* Text
((

Welcome to the Crucible


“Truth, like gold, is to be obtained not by its growth, but by washing away from it all that is not gold.” ~ Leo Nikolaevich Tolstoy

Today’s blog post is brought to you by the letters A and U and also by the number 14 (carats, that is). Now think GOLD. The way that gold is refined, or purified is a process with many steps.

First of all, you obviously want to start with gold, if you want refined gold. You can’t start with dirt or tuna fish or koi ponds or strawberry Pop Tarts. Only gold can be used if you want refined gold. That’s Step 1. Step 2: Place in the crucible. The gold has to be in the right place, or environment, in order for the refining to take place. This involves location, materials and timing. Step 3: add heat………serious HEAT. First you will need to add some boric acid. Now heat, more acid, followed by more heat, and so on…Keep doing this until the gold is completely melted, however long that takes. Step 4: the gold will need to be handled very carefully as it is poured into the mold. It’s really hot. It can hurt anyone who gets too close. Step 5: the gold must cool completely before being taken from the mold so that it will hold its shape. (http://www.wikihow.com/Melt-Gold)

I think that in life, pain, like everything else, is all a matter of how you are willing to look at it, the perspective you choose, the lens you use when you consider things and situations and even people that come your way. Let me clarify, we all have a certain bent when it comes to the way we see things. I’m talking about pain, and you will need to use a little extra effort here.

First of all, for the purposes of our discussion, you and I are the gold. In order to be refined, we must first have some intrinsic value already. You can’t clean dirt, or rot. You just get rid of it. Refining is a process that takes time, attention, and care. The goal at the end is to have the thing of value be of even greater value. In order to be refined, there must already be value of some kind, there must be some redeemable qualities in order for something to be redeemed. Redemption comes when we are found, refining happens when we are perfected. It is always unpleasant. We feel unsure, unsteady, unclear why this is happening now, this way, for this length of time. We often feel misused, misunderstood, and we see no end in sight. Sometimes we break down under the strain of what is happening to us…like when we lose our tempers and yell at our kids, our spouses, say things we don’t mean, quit our jobs without notice, give up on the dream, drop out of school, tell someone off….like in traffic, using technicolor language that would make grandma yank our ears.

I often feel that parenting is a kind of crucible. Multiple times a day you are faced with the choice of acting selfishly….or even out of self-preservation, and you are given the choice, me or them, now or the future, pay now or pay later. Sometimes, either way you choose it feels like you lose. There are so many of these knuckle-baring, teeth-gritting moments along the way as we raise our kids it sometimes makes us very poor company for anyone else, like our co-workers, friends, church family, spouses, or basically anyone who doesn’t want to hear the run-down on Little Miss or Misters’s last bowel movement. (I love a good pun, and that sentence had to awful ones. 🙂 )

I have wondered many times over the years about the much debated and hotly refuted portions of the Bible that talk about women, some of them more than others, like the submission to your husband part and the part about childbearing as in the increased pain (thanks a lot Eve), and about how women will be saved through childbearing (1 Timothy 2:15) HUH????? Are you kidding me? This on top of submission? God, you ask too much.

))

(Dataset excerpts on object pointing)

((

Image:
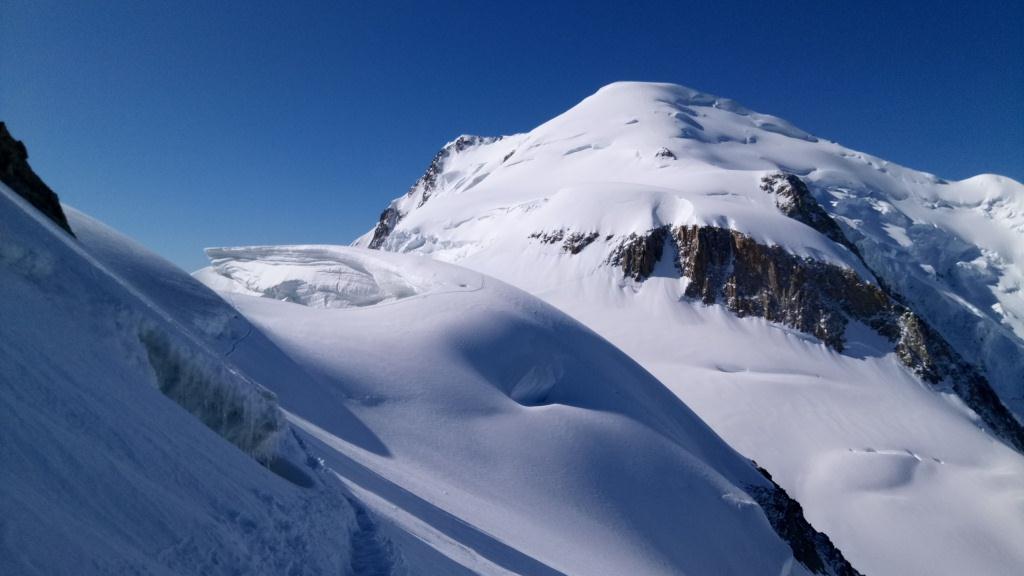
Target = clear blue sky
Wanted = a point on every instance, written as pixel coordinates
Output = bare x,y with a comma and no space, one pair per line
190,124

))

* Problem A
Decide whether each statement agrees with the blog post on refining gold: (i) the first step is to start with gold, (ii) the gold may be removed from the mold while it is still warm, (iii) the post says dirt can be cleaned. Answer yes or no for each and quote the words of the post that decide it.
* Problem B
Transcribe every line of the records word for word, leaving out the pictures.
The text and the records have nothing to do with each other.

* Complete answer A
(i) Yes: "First of all, you obviously want to start with gold, if you want refined gold."
(ii) No: "Step 5: the gold must cool completely before being taken from the mold so that it will hold its shape."
(iii) No: "You can’t clean dirt, or rot."

* Complete answer B
Image:
Target = clear blue sky
Wanted = a point on every instance, written as pixel coordinates
Output = bare x,y with a comma and no space, one pair per line
190,124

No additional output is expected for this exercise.